• Source:
○ ○ ○ ○

Don Giovanni ou Mozart tagué, festival d'art lyrique d'Aix-en-Provence. Par Jacqueline Aimar

Ainsi Dmitri Tcherniakov, le dernier metteur en scène de Don Giovanni à Aix-en-Provence s’est arrogé le droit de taguer Mozart. Au nom du modernisme et du désir de faire nouveau à tout prix, il a tagué et barbouillé l’œuvre emblématique du festival, Don Giovanni, malgré la présence à la direction d’orchestre de Louis Langrée, dont on sait qu’il aime et les œuvres qu’il mène et Mozart.


Mozart a été tagué à grands traits barbares et violents

Certes, il faut reconnaître que ces œuvres du répertoire jouées tant et tant de fois peuvent donner des fourmis dans les mains et des envies d’innover, en changeant les époques ou les costumes, en animant différemment les scènes, en accentuant autrement les traits des personnage ou en insistant sur les valeurs ou les sens profonds de l’histoire.

○ ○ ○ ○

(Enregistrements d'un jeu de données d'annotation)
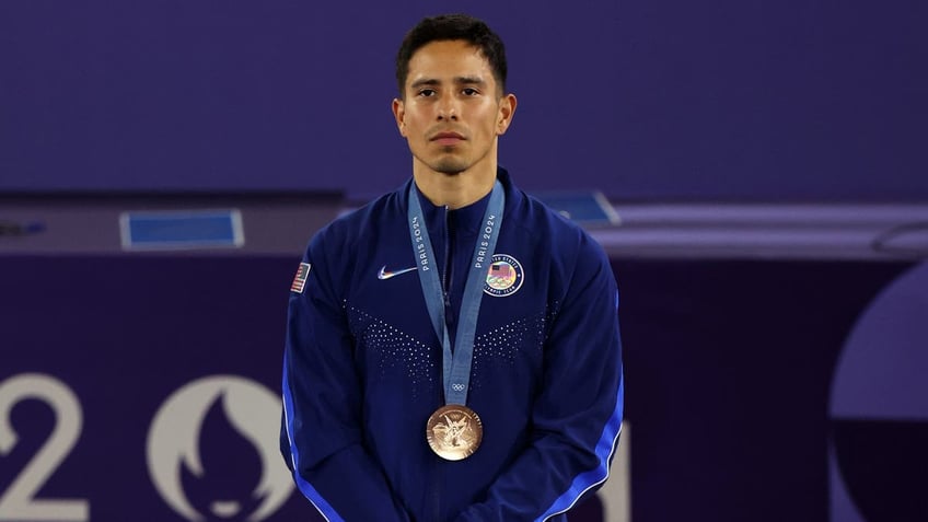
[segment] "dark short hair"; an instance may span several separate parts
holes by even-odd
[[[432,42],[461,39],[480,49],[490,65],[494,79],[499,85],[499,95],[506,92],[506,47],[499,35],[482,20],[467,14],[441,14],[422,19],[403,38],[396,54],[396,84],[399,97],[404,97],[406,77],[409,76],[409,59],[419,48]]]

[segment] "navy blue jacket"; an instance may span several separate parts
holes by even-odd
[[[426,441],[444,404],[442,349],[416,270],[403,271],[417,266],[413,181],[310,242],[289,302],[281,450],[330,521],[562,520],[608,475],[623,413],[608,259],[504,170],[498,178],[501,283],[485,287],[467,396],[484,438],[463,461]],[[421,198],[452,339],[487,200],[448,210]]]

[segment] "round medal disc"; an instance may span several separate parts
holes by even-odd
[[[461,404],[442,406],[429,417],[426,440],[436,454],[446,461],[473,455],[484,439],[484,425],[477,414]]]

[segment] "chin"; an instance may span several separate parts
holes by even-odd
[[[449,176],[456,176],[457,174],[466,171],[468,166],[469,165],[461,161],[440,161],[431,165],[433,171]]]

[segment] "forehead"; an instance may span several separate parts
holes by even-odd
[[[454,82],[460,78],[479,78],[495,83],[492,70],[480,48],[466,40],[430,42],[409,58],[406,85],[419,80]]]

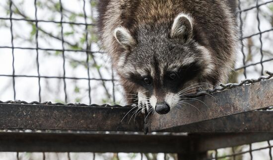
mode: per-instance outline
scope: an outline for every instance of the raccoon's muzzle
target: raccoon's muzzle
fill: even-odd
[[[163,103],[156,104],[155,108],[155,110],[156,113],[159,114],[167,114],[170,111],[170,110],[171,108],[170,107],[169,104],[165,102]]]

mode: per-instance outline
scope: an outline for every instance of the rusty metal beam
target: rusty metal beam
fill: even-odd
[[[273,111],[253,111],[163,129],[169,132],[272,133]]]
[[[191,105],[173,108],[166,115],[155,114],[149,117],[145,128],[149,132],[177,129],[189,124],[273,106],[272,84],[273,79],[217,92],[212,95],[214,97],[209,95],[197,97],[206,105],[199,101],[188,101],[187,102]]]
[[[143,131],[132,108],[0,103],[0,129]],[[124,119],[121,121],[123,117]]]

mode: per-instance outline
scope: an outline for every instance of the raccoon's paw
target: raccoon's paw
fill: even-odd
[[[145,114],[145,111],[147,110],[147,112],[149,111],[149,101],[148,99],[143,96],[143,95],[139,95],[138,93],[138,109],[141,110],[141,113]]]

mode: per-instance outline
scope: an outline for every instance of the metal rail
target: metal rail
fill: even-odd
[[[138,115],[135,118],[132,112],[129,112],[131,109],[114,106],[0,103],[0,129],[141,132],[144,117]]]
[[[191,105],[178,111],[172,109],[166,115],[149,117],[144,127],[149,132],[173,128],[173,131],[179,131],[179,127],[185,125],[273,106],[273,83],[271,79],[216,92],[213,96],[196,97],[199,101],[188,101]]]

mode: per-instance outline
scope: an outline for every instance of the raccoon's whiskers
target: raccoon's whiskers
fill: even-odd
[[[138,107],[138,105],[137,105],[136,106]],[[145,107],[144,106],[143,106],[142,104],[141,103],[141,104],[140,105],[140,107],[138,107],[137,108],[137,109],[136,109],[136,111],[134,111],[133,113],[133,115],[132,115],[132,116],[131,117],[130,119],[129,119],[129,122],[128,122],[128,124],[129,124],[129,123],[130,123],[130,121],[132,119],[132,118],[133,118],[133,117],[134,116],[134,115],[135,114],[136,114],[137,113],[137,111],[140,109],[140,111],[141,110],[141,109],[143,108],[143,107]]]
[[[124,116],[124,117],[123,117],[123,118],[122,118],[122,119],[121,120],[121,122],[122,122],[122,121],[123,120],[123,119],[124,119],[124,118],[125,118],[125,117],[126,117],[126,116],[132,110],[133,110],[136,107],[138,107],[137,106],[136,106],[136,107],[133,107],[132,109],[130,109],[130,111],[128,111],[128,112],[127,112],[127,113],[126,113],[126,114],[125,114],[125,115]]]
[[[150,113],[151,113],[152,112],[152,110],[151,109],[152,109],[152,108],[151,108],[150,109],[149,109],[148,114],[147,114],[147,116],[146,116],[146,117],[144,119],[144,122],[146,120],[146,119],[147,119],[147,118],[148,117],[148,116],[149,115],[149,114],[150,114]]]
[[[213,95],[212,95],[211,94],[208,94],[208,93],[206,92],[204,92],[204,91],[196,91],[196,92],[190,92],[190,93],[186,93],[186,94],[181,94],[180,95],[180,96],[185,96],[185,95],[188,95],[188,94],[193,94],[193,93],[204,93],[206,95],[209,95],[210,96],[211,96],[212,98],[214,98],[215,99],[216,99],[216,98],[214,97],[214,96],[213,96]]]
[[[145,97],[144,96],[142,96],[142,95],[137,95],[137,94],[129,94],[129,93],[124,93],[124,94],[125,95],[135,95],[135,96],[139,96],[140,97],[143,97],[143,98],[150,98],[149,97]]]
[[[188,86],[188,87],[187,87],[186,88],[184,88],[184,89],[180,91],[178,93],[182,93],[182,92],[186,92],[188,91],[189,90],[191,90],[192,89],[197,88],[198,87],[201,87],[201,86],[207,86],[208,85],[211,85],[212,86],[214,87],[214,86],[213,85],[209,84],[209,83],[205,83],[205,84],[204,84],[199,85],[200,84],[203,84],[203,83],[196,83],[195,84],[193,84],[193,85],[190,85],[190,86]],[[193,90],[194,90],[195,89],[193,89]]]
[[[203,85],[199,85],[199,84],[203,84]],[[197,85],[198,85],[198,86],[196,86]],[[212,86],[214,87],[214,86],[211,84],[209,84],[209,83],[205,83],[205,82],[200,82],[200,83],[195,83],[194,84],[191,85],[189,86],[188,87],[187,87],[187,88],[183,89],[183,90],[180,91],[180,92],[182,92],[183,91],[185,91],[185,90],[186,90],[186,89],[188,89],[190,87],[192,87],[192,88],[193,88],[196,87],[197,86],[205,86],[205,85],[211,85]]]
[[[202,100],[200,100],[199,99],[195,99],[195,98],[183,98],[181,99],[181,100],[191,100],[191,101],[198,101],[198,102],[201,102],[202,103],[203,103],[204,104],[205,104],[207,107],[208,107],[208,106],[207,106],[207,105],[206,105],[206,104],[205,104],[205,102],[202,101]]]

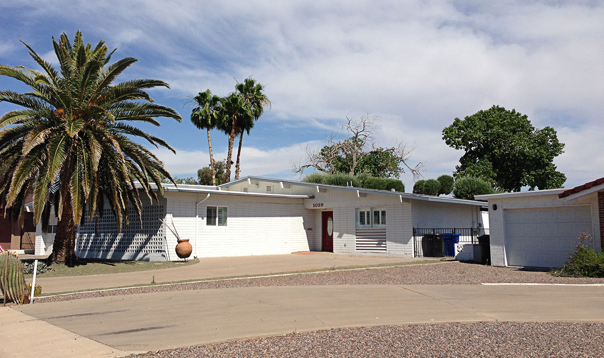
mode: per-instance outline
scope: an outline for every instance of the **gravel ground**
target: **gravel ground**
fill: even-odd
[[[129,356],[130,358],[604,356],[602,323],[455,323],[338,328]]]
[[[490,282],[604,284],[604,279],[554,277],[547,272],[521,271],[459,262],[333,271],[228,281],[152,286],[40,298],[37,302],[165,291],[259,286],[310,285],[473,285]]]

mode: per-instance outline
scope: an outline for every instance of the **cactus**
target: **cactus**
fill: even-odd
[[[31,294],[31,284],[27,284],[27,291]],[[36,287],[34,288],[34,297],[37,297],[42,295],[42,286],[36,284]]]
[[[18,304],[30,302],[23,264],[16,253],[5,251],[0,254],[0,288],[3,294],[6,293],[7,302]]]

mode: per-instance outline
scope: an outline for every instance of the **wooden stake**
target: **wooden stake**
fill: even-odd
[[[2,302],[2,307],[6,307],[6,285],[7,284],[7,276],[8,275],[8,252],[6,252],[4,254],[6,256],[6,259],[4,260],[4,287],[2,291],[4,293],[4,301]]]
[[[36,274],[37,273],[37,259],[34,261],[34,278],[31,281],[31,295],[30,296],[30,303],[34,303],[34,292],[36,290]]]

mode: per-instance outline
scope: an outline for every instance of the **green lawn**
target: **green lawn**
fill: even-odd
[[[52,271],[38,274],[36,278],[62,277],[66,276],[85,276],[87,275],[101,275],[103,273],[118,273],[120,272],[133,272],[135,271],[147,271],[159,270],[172,267],[182,267],[194,265],[199,262],[198,259],[183,261],[130,261],[126,260],[110,260],[101,259],[80,259],[80,264],[73,267],[65,265],[53,265]],[[33,275],[26,275],[26,278]]]

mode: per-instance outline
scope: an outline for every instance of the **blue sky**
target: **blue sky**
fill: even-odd
[[[367,114],[381,118],[378,144],[414,148],[425,178],[451,174],[463,153],[442,129],[495,104],[557,131],[566,186],[604,176],[601,2],[14,1],[0,5],[0,63],[34,66],[19,39],[53,61],[51,37],[79,29],[117,48],[114,59],[140,60],[120,79],[169,82],[152,96],[184,120],[146,129],[175,148],[156,153],[178,177],[209,162],[187,96],[225,95],[249,76],[272,106],[244,138],[244,176],[298,178],[303,148]],[[4,77],[0,88],[21,90]],[[212,140],[225,157],[226,137]],[[413,178],[401,179],[410,191]]]

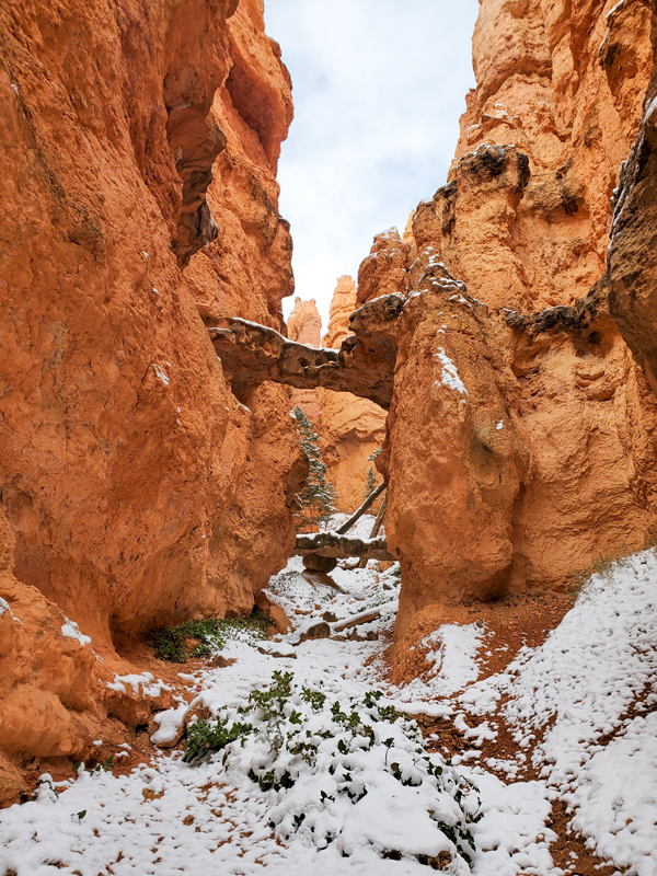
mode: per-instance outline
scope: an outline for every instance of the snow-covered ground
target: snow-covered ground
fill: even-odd
[[[403,876],[426,874],[426,858],[457,876],[469,867],[442,828],[465,810],[482,815],[468,827],[476,876],[563,876],[578,871],[575,858],[556,867],[550,853],[556,835],[546,825],[557,799],[606,861],[635,876],[657,874],[654,553],[593,576],[548,641],[521,649],[504,672],[480,679],[487,631],[452,624],[422,643],[424,679],[394,688],[380,655],[394,622],[396,573],[376,563],[338,568],[333,587],[310,580],[292,560],[269,586],[297,627],[278,646],[287,656],[261,653],[255,641],[229,642],[222,653],[235,662],[193,680],[200,690],[192,707],[204,705],[227,727],[239,719],[254,728],[199,765],[164,750],[128,776],[81,770],[56,787],[44,777],[36,800],[0,812],[0,876]],[[374,620],[339,629],[374,610]],[[300,642],[324,614],[334,637]],[[354,630],[359,641],[347,637]],[[270,690],[276,671],[293,678],[285,677],[290,693],[280,714],[267,717],[250,695]],[[376,703],[368,699],[373,689],[383,692]],[[453,768],[427,754],[414,722],[391,706],[453,722],[471,750],[454,757]],[[162,715],[164,736],[185,712]],[[516,751],[507,760],[482,758],[503,725]],[[280,740],[269,750],[272,728]],[[310,753],[289,753],[303,741]],[[538,779],[522,777],[527,764]],[[262,789],[250,770],[274,776],[274,785],[276,776],[296,781]],[[391,852],[401,857],[381,856]]]

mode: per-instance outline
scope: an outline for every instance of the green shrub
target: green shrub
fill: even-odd
[[[226,645],[230,638],[267,638],[272,621],[266,614],[256,612],[251,618],[214,618],[206,621],[185,621],[178,626],[155,630],[151,637],[152,648],[159,660],[184,664],[189,658],[209,657]],[[192,653],[185,646],[186,638],[197,638],[199,644]]]

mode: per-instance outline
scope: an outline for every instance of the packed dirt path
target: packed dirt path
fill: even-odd
[[[187,695],[152,741],[0,812],[0,876],[657,873],[653,552],[577,598],[463,606],[406,660],[399,588],[291,561],[292,632],[170,666]]]

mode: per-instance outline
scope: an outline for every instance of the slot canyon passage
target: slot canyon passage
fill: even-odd
[[[480,0],[323,337],[264,12],[0,4],[0,876],[656,876],[657,4]]]

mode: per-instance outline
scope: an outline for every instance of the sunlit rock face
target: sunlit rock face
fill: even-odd
[[[281,326],[289,77],[258,0],[9,0],[0,28],[2,596],[115,659],[155,625],[250,611],[293,544],[289,390],[238,401],[201,319]]]
[[[566,586],[654,529],[655,401],[601,281],[610,196],[642,123],[654,33],[642,2],[483,0],[477,87],[447,185],[418,205],[402,241],[406,279],[397,254],[385,269],[372,255],[364,262],[368,300],[378,278],[381,291],[394,276],[410,293],[379,461],[388,542],[403,569],[397,636],[448,602]],[[627,337],[644,332],[636,347],[647,362],[649,297],[629,304],[650,283],[634,279],[638,262],[654,262],[650,170],[642,165],[639,182],[639,161],[610,270],[614,313],[625,314]],[[441,265],[466,292],[439,290]],[[561,310],[589,292],[587,307]],[[525,321],[505,310],[549,308]]]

○ ○ ○ ○

• À faire:
**A)** Recopiez le passage de la critique sur Don Giovanni qui va de « Ainsi Dmitri Tcherniakov, le » jusqu'à « mène et Mozart. » inclus.
**B)** Quelles sont toutes les personnes nommées dans la critique ? Donnez-les une par ligne.

• Résultats:
**A)**
Ainsi Dmitri Tcherniakov, le dernier metteur en scène de Don Giovanni à Aix-en-Provence s’est arrogé le droit de taguer Mozart. Au nom du modernisme et du désir de faire nouveau à tout prix, il a tagué et barbouillé l’œuvre emblématique du festival, Don Giovanni, malgré la présence à la direction d’orchestre de Louis Langrée, dont on sait qu’il aime et les œuvres qu’il mène et Mozart.

**B)**
Jacqueline Aimar
Dmitri Tcherniakov
Mozart
Louis Langrée